**Directions:** Write out, word for word, the part of the discussion about the Israeli raid on the ships between "Maybe. I prefer" and "more than that.", inclusive.

+++ Excerpt provided

To be fair to the Israelis, I don't think they expected the people on the ships to fight back. We all know that their remonstrations about terrorists and how they knew all along they were dangerous are bollocks. They thought it would be easy and that they could prove their might without any danger to themselves or bad PR.

You are deluded.
 
To be fair to the Israelis, I don't think they expected the people on the ships to fight back. We all know that their remonstrations about terrorists and how they knew all along they were dangerous are bollocks. They thought it would be easy and that they could prove their might without any danger to themselves or bad PR.

Maybe. I prefer to think that they did expect some resistance, and wanted/needed to capitalise on that to try and lend some legitimacy to their subsequent actions.
 
I wonder whether Israel's next move will be to throw out the diplomatic sop of 'perhaps the well-intentioned initial 'short sharp sting' of paintballs was, in retrospect, a trifle ill conceived at ground/tactical level although laudable in intent ... many regrets for casualties ... what a pity it came to this ... look how well we're treating everyone's [surviving] citizens before they go home ... we'll look into it thoroughly so lessons are learned etc etc'

Job done.
 
Not that this is the point, but is there any actual proof that the commandos were armed with paintball guns other than that Israel says they were? Gonna need a bit more than that.
I say not that this is the point because however said murderers were or were not armed, they still attacked an unarmed civilian aid convoy in international waters, killed several civilians and are attempting to blame said civilians for being a bit miffed about black clad soldiers abseiling onto their ship in the middle of the night.

++++++
+++ Listing

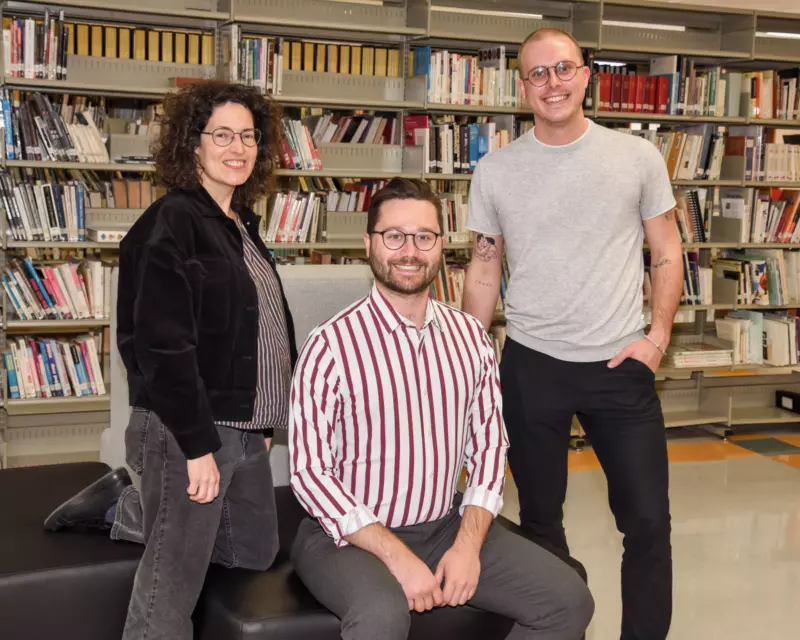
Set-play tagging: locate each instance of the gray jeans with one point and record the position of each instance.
(520, 580)
(181, 537)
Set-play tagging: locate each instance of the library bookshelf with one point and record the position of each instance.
(192, 39)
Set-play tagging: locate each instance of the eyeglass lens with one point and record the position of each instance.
(424, 240)
(565, 70)
(224, 136)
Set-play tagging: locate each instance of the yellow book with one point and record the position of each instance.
(180, 47)
(97, 40)
(111, 42)
(381, 61)
(139, 44)
(355, 59)
(333, 58)
(297, 56)
(194, 48)
(83, 39)
(308, 56)
(167, 54)
(153, 46)
(368, 61)
(207, 52)
(124, 37)
(70, 39)
(393, 63)
(344, 58)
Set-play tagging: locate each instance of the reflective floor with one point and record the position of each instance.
(735, 536)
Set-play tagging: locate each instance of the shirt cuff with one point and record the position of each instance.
(355, 519)
(482, 497)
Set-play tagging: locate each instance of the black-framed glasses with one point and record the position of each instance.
(394, 239)
(565, 70)
(224, 136)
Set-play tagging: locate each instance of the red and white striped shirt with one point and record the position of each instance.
(384, 417)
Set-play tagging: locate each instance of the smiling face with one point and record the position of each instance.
(226, 167)
(558, 103)
(406, 271)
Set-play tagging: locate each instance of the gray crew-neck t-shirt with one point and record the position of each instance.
(571, 218)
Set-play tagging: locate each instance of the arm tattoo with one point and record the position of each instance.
(485, 248)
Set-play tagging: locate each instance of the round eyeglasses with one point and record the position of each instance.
(224, 137)
(394, 240)
(565, 70)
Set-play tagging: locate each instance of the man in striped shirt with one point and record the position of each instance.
(391, 398)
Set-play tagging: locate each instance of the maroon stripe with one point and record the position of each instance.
(393, 382)
(432, 422)
(354, 409)
(449, 470)
(423, 483)
(381, 406)
(409, 413)
(462, 418)
(366, 404)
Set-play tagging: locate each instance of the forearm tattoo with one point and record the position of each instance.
(485, 248)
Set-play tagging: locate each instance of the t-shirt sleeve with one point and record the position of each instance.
(482, 215)
(657, 196)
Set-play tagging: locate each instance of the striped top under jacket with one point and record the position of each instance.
(271, 406)
(384, 417)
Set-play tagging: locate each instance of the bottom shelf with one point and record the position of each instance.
(28, 406)
(674, 419)
(762, 415)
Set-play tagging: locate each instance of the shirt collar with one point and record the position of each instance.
(391, 319)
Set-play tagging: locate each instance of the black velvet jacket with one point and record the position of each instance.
(187, 316)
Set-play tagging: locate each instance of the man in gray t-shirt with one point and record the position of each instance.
(571, 202)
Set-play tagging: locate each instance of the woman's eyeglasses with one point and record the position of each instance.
(224, 137)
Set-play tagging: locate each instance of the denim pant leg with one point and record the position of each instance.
(128, 518)
(179, 538)
(248, 532)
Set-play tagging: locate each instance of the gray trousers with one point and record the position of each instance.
(520, 580)
(181, 537)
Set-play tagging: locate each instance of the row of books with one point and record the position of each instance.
(67, 291)
(253, 60)
(47, 368)
(758, 337)
(453, 144)
(34, 130)
(762, 276)
(36, 48)
(489, 78)
(356, 128)
(298, 149)
(346, 58)
(43, 211)
(766, 215)
(40, 48)
(677, 85)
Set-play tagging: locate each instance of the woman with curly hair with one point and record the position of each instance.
(207, 340)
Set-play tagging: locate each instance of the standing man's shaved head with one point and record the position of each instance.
(544, 34)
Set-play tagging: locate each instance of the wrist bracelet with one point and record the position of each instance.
(658, 346)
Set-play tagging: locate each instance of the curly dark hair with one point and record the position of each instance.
(186, 114)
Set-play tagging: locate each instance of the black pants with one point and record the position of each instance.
(181, 537)
(621, 413)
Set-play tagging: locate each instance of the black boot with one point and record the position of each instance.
(87, 510)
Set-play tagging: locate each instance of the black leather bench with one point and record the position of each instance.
(76, 586)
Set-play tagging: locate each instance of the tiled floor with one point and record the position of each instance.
(735, 536)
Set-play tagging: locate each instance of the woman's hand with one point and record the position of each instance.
(203, 479)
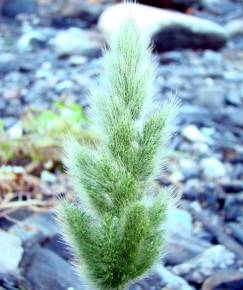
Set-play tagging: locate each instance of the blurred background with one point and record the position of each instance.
(50, 57)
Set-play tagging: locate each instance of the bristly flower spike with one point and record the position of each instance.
(116, 227)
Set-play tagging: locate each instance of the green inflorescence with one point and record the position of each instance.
(116, 226)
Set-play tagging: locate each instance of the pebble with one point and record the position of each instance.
(193, 134)
(182, 247)
(14, 7)
(47, 270)
(212, 168)
(225, 280)
(212, 260)
(172, 281)
(179, 30)
(38, 226)
(75, 41)
(179, 220)
(11, 252)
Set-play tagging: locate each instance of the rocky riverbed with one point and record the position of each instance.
(47, 57)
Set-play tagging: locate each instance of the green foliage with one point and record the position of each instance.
(44, 131)
(116, 226)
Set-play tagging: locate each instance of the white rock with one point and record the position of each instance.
(160, 24)
(172, 281)
(212, 168)
(25, 42)
(234, 27)
(179, 220)
(75, 41)
(16, 131)
(212, 260)
(193, 134)
(48, 177)
(11, 252)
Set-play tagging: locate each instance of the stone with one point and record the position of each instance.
(234, 116)
(234, 27)
(31, 39)
(237, 231)
(46, 270)
(11, 8)
(193, 134)
(182, 247)
(57, 245)
(212, 260)
(76, 41)
(8, 62)
(11, 252)
(81, 9)
(168, 29)
(172, 281)
(48, 177)
(211, 96)
(226, 280)
(36, 226)
(212, 168)
(179, 220)
(172, 4)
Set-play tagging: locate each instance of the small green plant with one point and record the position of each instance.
(43, 132)
(116, 224)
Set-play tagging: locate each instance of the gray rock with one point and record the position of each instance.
(169, 30)
(11, 252)
(179, 220)
(182, 247)
(172, 281)
(46, 270)
(212, 260)
(11, 8)
(212, 168)
(189, 168)
(8, 62)
(193, 134)
(39, 225)
(235, 116)
(75, 41)
(211, 96)
(226, 280)
(234, 27)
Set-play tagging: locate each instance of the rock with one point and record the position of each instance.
(46, 270)
(237, 231)
(172, 281)
(182, 247)
(234, 116)
(172, 4)
(48, 177)
(169, 30)
(179, 220)
(211, 96)
(31, 39)
(233, 207)
(212, 168)
(75, 41)
(8, 62)
(36, 226)
(234, 27)
(16, 131)
(11, 8)
(193, 134)
(57, 245)
(81, 9)
(226, 280)
(11, 252)
(212, 260)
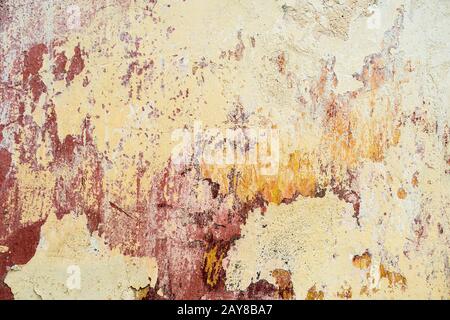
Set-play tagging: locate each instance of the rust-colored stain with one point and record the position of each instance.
(210, 150)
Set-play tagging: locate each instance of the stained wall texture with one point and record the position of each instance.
(240, 149)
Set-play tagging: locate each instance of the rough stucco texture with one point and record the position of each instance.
(356, 202)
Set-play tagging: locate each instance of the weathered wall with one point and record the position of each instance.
(350, 200)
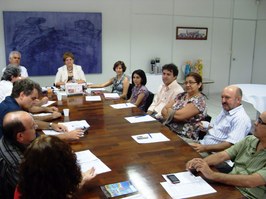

++++++

**Task solution:**
Maybe. I prefer to think that they did expect some resistance, and wanted/needed to capitalise on that to try and lend some legitimacy to their subsequent actions.
 
I wonder whether Israel's next move will be to throw out the diplomatic sop of 'perhaps the well-intentioned initial 'short sharp sting' of paintballs was, in retrospect, a trifle ill conceived at ground/tactical level although laudable in intent ... many regrets for casualties ... what a pity it came to this ... look how well we're treating everyone's [surviving] citizens before they go home ... we'll look into it thoroughly so lessons are learned etc etc'

Job done.
 
Not that this is the point, but is there any actual proof that the commandos were armed with paintball guns other than that Israel says they were? Gonna need a bit more than that.